Given entries:
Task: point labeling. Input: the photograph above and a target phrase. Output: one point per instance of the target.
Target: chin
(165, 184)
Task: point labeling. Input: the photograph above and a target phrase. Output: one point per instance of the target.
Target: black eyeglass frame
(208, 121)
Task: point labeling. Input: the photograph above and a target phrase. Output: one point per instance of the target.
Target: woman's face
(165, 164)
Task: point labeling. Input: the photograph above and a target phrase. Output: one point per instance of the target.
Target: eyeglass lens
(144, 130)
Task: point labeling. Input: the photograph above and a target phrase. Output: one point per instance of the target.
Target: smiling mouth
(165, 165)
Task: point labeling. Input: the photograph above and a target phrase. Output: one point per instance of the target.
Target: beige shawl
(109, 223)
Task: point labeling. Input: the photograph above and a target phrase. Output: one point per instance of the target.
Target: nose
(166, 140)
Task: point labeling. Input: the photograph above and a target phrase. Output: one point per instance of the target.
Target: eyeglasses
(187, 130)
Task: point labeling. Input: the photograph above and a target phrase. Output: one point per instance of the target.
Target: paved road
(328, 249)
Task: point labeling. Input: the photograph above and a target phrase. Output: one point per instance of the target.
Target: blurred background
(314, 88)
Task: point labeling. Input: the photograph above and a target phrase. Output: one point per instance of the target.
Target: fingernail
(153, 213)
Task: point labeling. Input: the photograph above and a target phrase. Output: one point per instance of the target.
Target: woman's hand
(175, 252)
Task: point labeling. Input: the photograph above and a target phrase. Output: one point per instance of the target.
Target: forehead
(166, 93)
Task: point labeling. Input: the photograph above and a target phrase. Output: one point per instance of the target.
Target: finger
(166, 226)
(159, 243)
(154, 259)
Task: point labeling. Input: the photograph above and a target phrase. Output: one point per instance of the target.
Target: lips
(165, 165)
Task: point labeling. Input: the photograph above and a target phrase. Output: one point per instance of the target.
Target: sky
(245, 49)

Problem to solve: Reproduce the material exactly. Every line must match.

Completed exercise:
Task: point labeling. Input: the photograph above and a target phrase. Output: one point per instance of the target.
Target: chin
(165, 184)
Task: point labeling. Input: the photograph above and a target phrase. Output: one point per instance of the target.
Target: black eyeglass frame
(208, 121)
Task: point labeling. Input: the photograph above and a target phrase. Output: one point per instance of the target.
Target: woman's face
(165, 164)
Task: point labeling. Input: the photograph above and a target phrase. Output: one point per instance of the target.
Target: eyeglass lens
(144, 130)
Task: point labeling. Input: the photograph above and a target phrase. Output: one point per instance of the target.
Target: smiling mouth
(165, 165)
Task: point labeling. Input: the photograph above and a target phrase. Output: one point per instance of the target.
Target: beige shawl
(109, 223)
Task: point labeling. Input: the photograph above and a target phrase. Output: one point per instance of the target.
Target: nose
(166, 140)
Task: point labeling. Input: the photograph above and a target phrase. Output: one point per instance of the target.
Target: eyeglasses
(187, 130)
Task: point labeling. Input: the photograph above and a target phrase. Output: one point per instance of the target.
Target: paved road
(328, 249)
Task: point labeling. Input: the photograph above and a target phrase. Output: one point per instance of the target.
Target: blurred background
(314, 88)
Task: point labeling. Input: the photograph above and a target phrase. Output: one point per instance of the target.
Target: fingernail
(153, 213)
Task: point labeling. Input: the photograph above and a target phrase. Output: one point per instance of the target.
Target: woman's hand
(175, 252)
Task: point labeling. Input: the photograph above and a target phrase. Output: one point per instance of the target.
Target: forehead
(166, 93)
Task: point labeling. Input: the photograph above and a target phrase. Output: one point per instance of the target.
Target: finger
(166, 226)
(159, 243)
(154, 259)
Task: point labeling. Input: the photograph above and a target phrase. Output: one point per instance of the target.
Target: lips
(165, 165)
Task: point labeling. Input: the photograph above and a target phrase. Output: one point per instance of the target.
Target: sky
(245, 49)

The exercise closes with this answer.